The Neolithic stone rows at Carnac in Brittany
As noted above, a separate thread of work focussed in detail on the nature of the cultural transmission processes at work in the Neolithic, and in particular whether the named archaeological cultures long used by scholars to categorise material have any meaning in terms of influence on people’s activities and practices in the past. Our studies of faunal and botanical evidence, for example, found that patterns of species exploitation at the sites studied could not simply be accounted for by local environmental factors, but were also correlated with the cultural affiliation of the site, indicating that cultural boundaries in space and time influenced the nature of subsistence practices; for example certain crops were preferred by certain cultures. In other words, even in the case of subsistence patterns we cannot assume that the environment explains everything: histories of cultural transmission matter.
The great majority of the substantive results outlined above have been achieved through novel methodological developments that take the application of quantitative methods in archaeology to new levels of sophistication and represent another main achievement of the project. As we hoped, the methods are now being applied by others, while our substantive demographic results are beginning to be cited by geneticists and environmental scientists interested in human population history.

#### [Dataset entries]

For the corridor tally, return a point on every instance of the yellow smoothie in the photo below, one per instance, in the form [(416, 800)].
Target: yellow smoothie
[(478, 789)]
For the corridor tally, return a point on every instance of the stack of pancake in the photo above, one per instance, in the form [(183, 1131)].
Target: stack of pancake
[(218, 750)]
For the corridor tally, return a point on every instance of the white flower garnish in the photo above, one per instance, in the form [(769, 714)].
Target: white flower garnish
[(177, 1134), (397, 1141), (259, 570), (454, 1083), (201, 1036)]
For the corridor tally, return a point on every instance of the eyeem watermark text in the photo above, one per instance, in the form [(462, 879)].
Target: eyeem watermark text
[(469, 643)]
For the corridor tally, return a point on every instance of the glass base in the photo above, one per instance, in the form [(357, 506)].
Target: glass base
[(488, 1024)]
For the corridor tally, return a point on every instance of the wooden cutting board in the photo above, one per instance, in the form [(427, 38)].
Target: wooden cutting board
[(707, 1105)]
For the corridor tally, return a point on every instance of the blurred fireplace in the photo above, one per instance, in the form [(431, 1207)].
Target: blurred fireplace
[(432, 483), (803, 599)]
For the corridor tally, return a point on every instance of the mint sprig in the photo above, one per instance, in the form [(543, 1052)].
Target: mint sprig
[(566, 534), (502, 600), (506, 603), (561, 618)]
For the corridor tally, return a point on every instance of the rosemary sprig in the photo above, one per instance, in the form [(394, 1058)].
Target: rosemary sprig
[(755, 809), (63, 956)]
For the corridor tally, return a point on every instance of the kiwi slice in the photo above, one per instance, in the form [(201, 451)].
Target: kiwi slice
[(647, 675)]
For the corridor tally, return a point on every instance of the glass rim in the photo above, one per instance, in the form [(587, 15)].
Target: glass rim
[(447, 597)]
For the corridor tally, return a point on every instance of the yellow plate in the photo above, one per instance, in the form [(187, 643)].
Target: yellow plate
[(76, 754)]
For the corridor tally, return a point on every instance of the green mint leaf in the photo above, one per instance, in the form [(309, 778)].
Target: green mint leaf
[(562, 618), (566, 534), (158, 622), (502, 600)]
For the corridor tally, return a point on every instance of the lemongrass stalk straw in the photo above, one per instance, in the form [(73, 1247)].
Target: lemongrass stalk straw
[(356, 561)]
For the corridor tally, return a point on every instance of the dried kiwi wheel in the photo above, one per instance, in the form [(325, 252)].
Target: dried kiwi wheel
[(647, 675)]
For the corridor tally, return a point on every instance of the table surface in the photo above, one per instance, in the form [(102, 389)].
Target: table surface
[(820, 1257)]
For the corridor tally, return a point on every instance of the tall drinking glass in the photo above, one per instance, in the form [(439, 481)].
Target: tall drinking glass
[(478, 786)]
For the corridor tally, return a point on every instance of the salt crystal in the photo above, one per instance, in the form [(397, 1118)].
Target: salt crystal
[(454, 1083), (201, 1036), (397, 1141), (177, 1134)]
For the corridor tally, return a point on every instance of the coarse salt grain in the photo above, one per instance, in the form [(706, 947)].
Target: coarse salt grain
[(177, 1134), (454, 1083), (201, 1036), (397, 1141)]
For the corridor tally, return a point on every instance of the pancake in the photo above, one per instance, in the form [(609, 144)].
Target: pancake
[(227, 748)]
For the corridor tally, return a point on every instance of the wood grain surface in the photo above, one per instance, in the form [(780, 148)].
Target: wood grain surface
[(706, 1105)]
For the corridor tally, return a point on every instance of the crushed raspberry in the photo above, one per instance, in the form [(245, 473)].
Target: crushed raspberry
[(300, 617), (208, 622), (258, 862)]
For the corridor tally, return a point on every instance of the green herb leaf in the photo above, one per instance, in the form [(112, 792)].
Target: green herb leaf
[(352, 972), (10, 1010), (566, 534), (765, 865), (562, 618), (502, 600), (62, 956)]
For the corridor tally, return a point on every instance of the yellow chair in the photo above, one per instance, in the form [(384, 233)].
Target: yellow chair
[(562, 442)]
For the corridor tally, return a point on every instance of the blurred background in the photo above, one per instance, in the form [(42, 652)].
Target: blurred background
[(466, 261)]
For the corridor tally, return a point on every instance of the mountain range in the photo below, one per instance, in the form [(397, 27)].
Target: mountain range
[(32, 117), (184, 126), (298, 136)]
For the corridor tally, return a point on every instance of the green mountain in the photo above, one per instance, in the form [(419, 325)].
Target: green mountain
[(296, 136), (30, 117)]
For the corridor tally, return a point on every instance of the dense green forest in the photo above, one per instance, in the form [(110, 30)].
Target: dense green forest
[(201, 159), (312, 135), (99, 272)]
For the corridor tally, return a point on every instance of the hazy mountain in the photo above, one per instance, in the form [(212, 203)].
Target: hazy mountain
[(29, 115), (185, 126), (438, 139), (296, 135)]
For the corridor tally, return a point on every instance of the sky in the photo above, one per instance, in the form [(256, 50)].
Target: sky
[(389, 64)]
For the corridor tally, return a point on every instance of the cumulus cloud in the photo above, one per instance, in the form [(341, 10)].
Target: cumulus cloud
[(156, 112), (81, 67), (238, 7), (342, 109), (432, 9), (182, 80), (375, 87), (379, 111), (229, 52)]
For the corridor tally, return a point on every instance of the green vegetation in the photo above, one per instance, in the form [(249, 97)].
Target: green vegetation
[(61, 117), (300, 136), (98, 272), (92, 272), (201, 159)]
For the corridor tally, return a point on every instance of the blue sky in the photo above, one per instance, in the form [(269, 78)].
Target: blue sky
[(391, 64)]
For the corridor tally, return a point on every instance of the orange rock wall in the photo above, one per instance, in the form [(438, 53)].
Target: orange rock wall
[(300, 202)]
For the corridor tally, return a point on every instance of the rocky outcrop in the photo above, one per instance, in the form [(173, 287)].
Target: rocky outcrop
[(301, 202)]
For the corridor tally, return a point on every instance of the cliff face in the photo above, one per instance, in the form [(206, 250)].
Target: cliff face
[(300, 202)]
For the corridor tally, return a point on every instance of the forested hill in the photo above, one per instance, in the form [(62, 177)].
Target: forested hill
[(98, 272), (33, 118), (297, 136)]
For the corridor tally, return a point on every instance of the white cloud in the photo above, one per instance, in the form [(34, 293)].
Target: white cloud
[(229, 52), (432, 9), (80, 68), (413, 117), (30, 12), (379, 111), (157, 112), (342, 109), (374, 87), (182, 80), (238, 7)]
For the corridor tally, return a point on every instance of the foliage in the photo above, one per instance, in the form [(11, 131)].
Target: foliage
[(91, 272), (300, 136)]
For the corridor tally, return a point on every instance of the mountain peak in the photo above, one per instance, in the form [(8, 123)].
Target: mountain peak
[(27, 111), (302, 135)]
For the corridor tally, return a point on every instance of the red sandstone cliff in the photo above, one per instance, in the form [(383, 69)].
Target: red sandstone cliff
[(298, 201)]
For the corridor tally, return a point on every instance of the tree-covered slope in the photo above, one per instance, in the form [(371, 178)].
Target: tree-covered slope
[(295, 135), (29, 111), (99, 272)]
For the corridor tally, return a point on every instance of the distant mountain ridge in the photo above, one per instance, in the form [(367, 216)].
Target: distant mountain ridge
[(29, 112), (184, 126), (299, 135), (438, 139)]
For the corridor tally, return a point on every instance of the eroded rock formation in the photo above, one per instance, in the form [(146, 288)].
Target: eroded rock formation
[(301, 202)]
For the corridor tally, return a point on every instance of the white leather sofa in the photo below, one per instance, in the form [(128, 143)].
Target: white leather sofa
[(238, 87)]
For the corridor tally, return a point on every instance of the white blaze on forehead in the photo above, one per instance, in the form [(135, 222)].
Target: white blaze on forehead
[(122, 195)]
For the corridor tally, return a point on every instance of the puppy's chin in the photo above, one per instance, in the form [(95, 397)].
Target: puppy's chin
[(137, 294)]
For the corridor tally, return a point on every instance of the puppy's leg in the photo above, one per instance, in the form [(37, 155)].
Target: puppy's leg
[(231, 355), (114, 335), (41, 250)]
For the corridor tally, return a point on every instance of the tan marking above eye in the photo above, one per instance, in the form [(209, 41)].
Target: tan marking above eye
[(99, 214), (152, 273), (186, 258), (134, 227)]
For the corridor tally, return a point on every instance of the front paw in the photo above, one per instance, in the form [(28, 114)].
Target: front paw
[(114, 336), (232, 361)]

#### [REQUIRED ACTION A]
List every group of scholars or scientists that the passage on Neolithic research names.
#### [REQUIRED ACTION B]
In the passage on Neolithic research, what was found to be correlated with the cultural affiliation of the site?
#### [REQUIRED ACTION C]
Resume the passage on Neolithic cultural transmission and demography from its last sentence.
These entries are separate material and are not part of the passage on Neolithic research.

#### [ANSWER A]
Scholars, geneticists, environmental scientists

#### [ANSWER B]
Patterns of species exploitation at the sites studied.

#### [ANSWER C]
Finally, a key aspect of the project has been making both the results and the data available to all. The great majority of the published papers are open access. The radiocarbon, archaeobotanical and archaeofaunal databases have been placed in UCL’s public research repository and all other data used in publications is available in the form of online supplements to the papers. Archaeologists haven’t always been keen to share their data promptly but this is very important for the future development of the discipline.
I’m most grateful to the team of post-doctoral researchers whose outstanding abilities and efforts made the project a success – Sue Colledge, Katie Manning, Enrico Crema, Adrian Timpson, Tim Kerig, Kevan Edinborough and Sean Downey – and to the European Research Council Advanced Grants #249390.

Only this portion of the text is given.